## TEXT TO READ
§ §
"Chris Frey" <cdfrey@netdirect.ca> wrote in message news:20050602055255.GA32207@netdirect.ca...
Hi,
I recently had a need to do directory lookups in C++ and thought I'd take a look at boost::filesystem. I ran the sample_ls.cpp from the documentation, and it worked great.
The problem is that directory_iterator appears to return a pointer to a path object. This path object is then passed to functions such as is_directory() to find the type.
On systems that support type information in the directory entry itself, this structure limits what data can be returned in an iteration.
I would suggest something like (roughly):
class path; class dirent; class directory_iterator { // ... const dirent * operator-> () const; // ... };
class dirent { // some easy method to convert to path operator path (); // or perhaps a safer method would just be // to duplicate the path functions const std::string & leaf() const; // etc.
// and then possible optimized versions bool is_directory() const;
// ... };
The members of dirent would mirror the available functions that use the path object. If no optimization is possible, it just calls what the user would have had to call anyway. But if it is possible to optimize certain items (such as a struct dirent containing d_type), this would be used, possibly saving a call to stat().
Normally optimization should be left as implementation details... but in this case, I believe the class design limits what optimization is allowed. I would be pleased if I'm wrong on this.
Thanks for reading this far.
§ §
## STORED ROWS
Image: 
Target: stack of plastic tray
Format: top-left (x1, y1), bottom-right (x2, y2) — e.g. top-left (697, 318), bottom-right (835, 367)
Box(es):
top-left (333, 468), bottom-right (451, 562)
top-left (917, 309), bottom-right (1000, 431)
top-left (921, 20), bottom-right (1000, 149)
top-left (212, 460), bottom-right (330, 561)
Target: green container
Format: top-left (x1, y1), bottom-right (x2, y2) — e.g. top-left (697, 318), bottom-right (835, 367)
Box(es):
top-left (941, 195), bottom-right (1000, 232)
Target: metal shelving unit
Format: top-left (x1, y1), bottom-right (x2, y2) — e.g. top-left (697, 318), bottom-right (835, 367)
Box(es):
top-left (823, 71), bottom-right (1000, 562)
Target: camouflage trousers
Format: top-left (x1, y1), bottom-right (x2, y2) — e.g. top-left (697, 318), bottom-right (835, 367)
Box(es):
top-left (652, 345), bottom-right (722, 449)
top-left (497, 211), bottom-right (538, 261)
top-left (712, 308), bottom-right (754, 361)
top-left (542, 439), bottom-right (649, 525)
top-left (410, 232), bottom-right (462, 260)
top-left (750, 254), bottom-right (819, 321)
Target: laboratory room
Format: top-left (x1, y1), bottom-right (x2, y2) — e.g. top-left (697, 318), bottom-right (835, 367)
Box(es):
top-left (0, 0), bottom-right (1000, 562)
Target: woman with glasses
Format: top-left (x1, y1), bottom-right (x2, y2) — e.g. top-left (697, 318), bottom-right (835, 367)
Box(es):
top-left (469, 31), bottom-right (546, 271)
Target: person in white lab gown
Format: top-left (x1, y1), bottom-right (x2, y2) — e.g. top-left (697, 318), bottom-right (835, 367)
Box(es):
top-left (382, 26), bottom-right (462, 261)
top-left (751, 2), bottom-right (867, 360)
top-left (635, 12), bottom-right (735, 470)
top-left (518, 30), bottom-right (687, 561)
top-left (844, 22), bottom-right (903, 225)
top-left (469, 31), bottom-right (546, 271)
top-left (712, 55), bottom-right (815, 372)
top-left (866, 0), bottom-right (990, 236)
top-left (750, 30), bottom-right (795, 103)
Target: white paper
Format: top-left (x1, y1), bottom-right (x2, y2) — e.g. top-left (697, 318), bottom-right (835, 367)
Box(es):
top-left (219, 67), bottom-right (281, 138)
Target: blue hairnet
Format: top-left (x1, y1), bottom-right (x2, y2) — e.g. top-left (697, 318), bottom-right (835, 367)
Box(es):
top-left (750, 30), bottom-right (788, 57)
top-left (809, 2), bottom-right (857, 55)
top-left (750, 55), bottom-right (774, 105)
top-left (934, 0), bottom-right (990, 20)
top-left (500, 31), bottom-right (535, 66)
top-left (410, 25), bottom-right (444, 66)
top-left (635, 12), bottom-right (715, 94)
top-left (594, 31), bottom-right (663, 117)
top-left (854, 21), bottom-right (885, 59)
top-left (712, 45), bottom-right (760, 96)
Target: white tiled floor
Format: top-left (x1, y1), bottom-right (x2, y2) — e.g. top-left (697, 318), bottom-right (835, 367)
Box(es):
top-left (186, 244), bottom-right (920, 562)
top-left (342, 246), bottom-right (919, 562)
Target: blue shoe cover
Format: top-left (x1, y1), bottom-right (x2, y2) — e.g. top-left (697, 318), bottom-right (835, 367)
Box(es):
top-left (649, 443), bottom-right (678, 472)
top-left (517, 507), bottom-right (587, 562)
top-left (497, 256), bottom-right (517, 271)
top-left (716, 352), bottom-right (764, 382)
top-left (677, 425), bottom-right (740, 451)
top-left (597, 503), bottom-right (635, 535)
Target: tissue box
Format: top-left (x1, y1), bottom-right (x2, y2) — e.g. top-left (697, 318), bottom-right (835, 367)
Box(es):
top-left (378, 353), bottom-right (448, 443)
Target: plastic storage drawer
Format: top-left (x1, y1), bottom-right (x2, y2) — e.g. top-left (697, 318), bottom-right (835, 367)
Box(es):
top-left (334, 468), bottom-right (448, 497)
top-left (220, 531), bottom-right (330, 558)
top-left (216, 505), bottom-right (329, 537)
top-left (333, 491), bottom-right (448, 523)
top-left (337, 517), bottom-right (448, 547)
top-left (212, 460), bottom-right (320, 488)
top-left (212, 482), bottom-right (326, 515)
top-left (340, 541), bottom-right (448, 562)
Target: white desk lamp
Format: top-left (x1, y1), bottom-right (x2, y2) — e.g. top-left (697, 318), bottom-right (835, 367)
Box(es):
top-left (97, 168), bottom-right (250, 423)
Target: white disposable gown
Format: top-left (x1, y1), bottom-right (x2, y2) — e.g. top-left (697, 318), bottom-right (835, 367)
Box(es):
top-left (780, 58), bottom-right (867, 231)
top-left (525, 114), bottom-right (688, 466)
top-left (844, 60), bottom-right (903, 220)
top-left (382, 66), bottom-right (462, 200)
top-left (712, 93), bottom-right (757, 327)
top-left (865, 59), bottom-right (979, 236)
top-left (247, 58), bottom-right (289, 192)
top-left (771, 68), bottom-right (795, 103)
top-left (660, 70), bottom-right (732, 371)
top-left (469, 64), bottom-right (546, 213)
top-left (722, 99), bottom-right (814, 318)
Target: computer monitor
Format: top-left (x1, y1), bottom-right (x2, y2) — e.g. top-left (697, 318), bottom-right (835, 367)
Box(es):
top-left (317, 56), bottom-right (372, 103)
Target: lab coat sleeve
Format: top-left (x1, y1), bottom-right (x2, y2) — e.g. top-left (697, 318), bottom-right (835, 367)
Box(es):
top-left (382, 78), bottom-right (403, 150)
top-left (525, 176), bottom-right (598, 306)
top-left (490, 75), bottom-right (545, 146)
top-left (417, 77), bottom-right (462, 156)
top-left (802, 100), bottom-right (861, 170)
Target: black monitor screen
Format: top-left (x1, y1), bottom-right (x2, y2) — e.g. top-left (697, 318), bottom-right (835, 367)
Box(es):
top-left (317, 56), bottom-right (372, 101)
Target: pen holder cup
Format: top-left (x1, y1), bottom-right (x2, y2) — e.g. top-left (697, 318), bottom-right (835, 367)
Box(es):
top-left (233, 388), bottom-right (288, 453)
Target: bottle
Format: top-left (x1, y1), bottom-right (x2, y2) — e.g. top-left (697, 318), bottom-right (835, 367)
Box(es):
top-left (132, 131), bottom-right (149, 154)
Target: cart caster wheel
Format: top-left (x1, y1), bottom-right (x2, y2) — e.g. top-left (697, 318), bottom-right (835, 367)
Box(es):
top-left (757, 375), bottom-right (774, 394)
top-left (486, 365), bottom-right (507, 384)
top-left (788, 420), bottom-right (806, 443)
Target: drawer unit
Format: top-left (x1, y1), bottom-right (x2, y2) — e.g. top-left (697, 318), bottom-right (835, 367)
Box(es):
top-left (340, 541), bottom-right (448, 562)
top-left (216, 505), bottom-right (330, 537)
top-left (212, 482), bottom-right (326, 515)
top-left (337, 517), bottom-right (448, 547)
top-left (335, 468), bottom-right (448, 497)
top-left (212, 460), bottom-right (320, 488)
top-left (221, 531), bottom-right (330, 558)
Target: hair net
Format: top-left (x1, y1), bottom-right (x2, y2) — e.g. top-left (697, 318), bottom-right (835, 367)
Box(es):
§ §
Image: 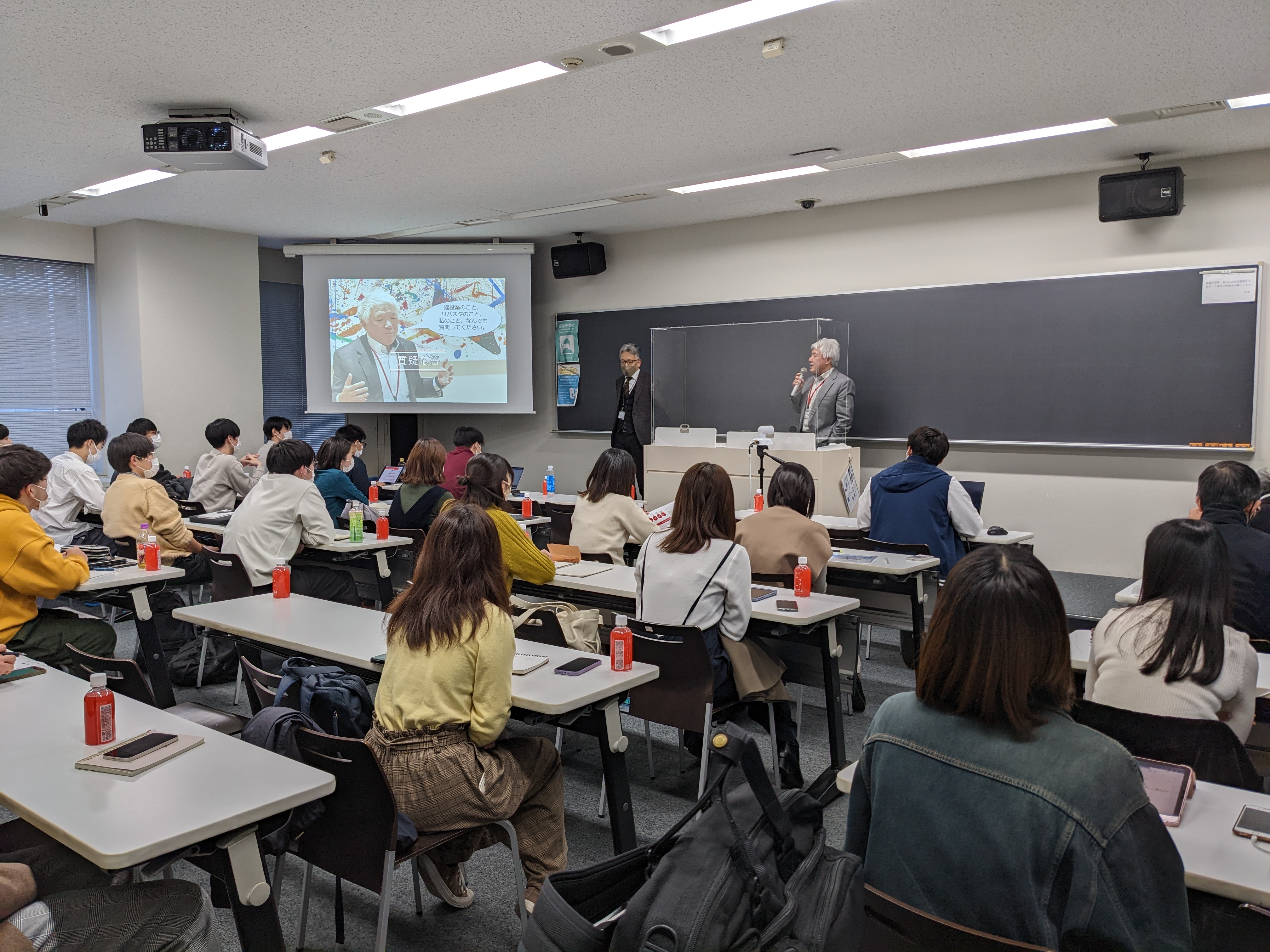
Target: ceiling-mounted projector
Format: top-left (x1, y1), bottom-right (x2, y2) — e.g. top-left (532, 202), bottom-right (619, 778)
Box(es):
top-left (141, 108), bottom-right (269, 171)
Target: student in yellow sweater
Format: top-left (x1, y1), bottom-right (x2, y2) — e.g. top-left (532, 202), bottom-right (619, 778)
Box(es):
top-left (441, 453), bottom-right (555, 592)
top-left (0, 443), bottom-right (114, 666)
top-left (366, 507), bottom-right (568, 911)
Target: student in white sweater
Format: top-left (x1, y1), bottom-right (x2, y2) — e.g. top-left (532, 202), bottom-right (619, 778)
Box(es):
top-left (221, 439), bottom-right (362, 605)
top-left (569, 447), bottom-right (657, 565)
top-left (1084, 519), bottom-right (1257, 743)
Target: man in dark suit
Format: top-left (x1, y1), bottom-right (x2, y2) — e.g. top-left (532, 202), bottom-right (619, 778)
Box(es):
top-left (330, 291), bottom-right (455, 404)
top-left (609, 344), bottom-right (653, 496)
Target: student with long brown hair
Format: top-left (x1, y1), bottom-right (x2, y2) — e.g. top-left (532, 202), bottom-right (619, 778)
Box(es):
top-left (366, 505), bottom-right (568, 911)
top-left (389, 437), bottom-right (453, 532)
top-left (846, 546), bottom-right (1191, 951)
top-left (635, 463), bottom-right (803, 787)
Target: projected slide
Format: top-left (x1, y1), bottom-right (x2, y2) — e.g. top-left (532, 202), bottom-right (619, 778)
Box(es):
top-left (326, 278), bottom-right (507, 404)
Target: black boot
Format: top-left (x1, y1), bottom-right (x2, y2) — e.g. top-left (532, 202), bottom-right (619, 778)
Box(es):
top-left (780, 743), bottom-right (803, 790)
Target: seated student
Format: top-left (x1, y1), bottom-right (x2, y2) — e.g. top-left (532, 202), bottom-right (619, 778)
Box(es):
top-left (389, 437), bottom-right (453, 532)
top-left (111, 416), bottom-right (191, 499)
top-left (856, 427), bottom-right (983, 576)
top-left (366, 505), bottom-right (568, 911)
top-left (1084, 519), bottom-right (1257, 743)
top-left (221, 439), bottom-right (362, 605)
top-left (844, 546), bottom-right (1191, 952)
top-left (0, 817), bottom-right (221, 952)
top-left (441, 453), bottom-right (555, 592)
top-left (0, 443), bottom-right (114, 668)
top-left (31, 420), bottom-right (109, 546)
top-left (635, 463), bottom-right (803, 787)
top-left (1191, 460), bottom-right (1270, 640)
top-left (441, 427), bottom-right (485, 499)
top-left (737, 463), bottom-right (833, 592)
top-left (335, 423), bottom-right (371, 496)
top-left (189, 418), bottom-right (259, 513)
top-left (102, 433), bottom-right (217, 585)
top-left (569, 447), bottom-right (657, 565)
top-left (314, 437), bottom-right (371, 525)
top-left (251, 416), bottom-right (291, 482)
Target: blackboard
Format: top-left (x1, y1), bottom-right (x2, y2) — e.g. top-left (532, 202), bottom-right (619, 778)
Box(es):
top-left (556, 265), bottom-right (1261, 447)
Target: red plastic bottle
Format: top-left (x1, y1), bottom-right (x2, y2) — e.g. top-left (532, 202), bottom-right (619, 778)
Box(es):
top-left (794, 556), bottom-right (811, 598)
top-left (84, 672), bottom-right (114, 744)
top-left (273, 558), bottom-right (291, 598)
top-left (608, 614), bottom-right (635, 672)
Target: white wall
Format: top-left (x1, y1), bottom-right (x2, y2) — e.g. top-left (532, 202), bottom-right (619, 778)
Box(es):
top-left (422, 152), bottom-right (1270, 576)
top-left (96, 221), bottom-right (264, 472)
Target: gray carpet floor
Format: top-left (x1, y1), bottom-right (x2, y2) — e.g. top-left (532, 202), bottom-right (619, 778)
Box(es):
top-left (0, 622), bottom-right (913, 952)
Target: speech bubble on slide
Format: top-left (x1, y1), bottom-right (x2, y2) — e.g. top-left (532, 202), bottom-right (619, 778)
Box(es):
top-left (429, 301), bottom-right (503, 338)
§ §
## TASK OBJECTIVE
Answer these from the boost::filesystem message:
1. Which sample program from the documentation did the writer run?
2. What does directory_iterator appear to return?
3. Which call might the suggested dirent design save?
Rely only on the boost::filesystem message when answering, not on the data.

## IN RESPONSE
1. sample_ls.cpp
2. A pointer to a path object
3. A call to stat()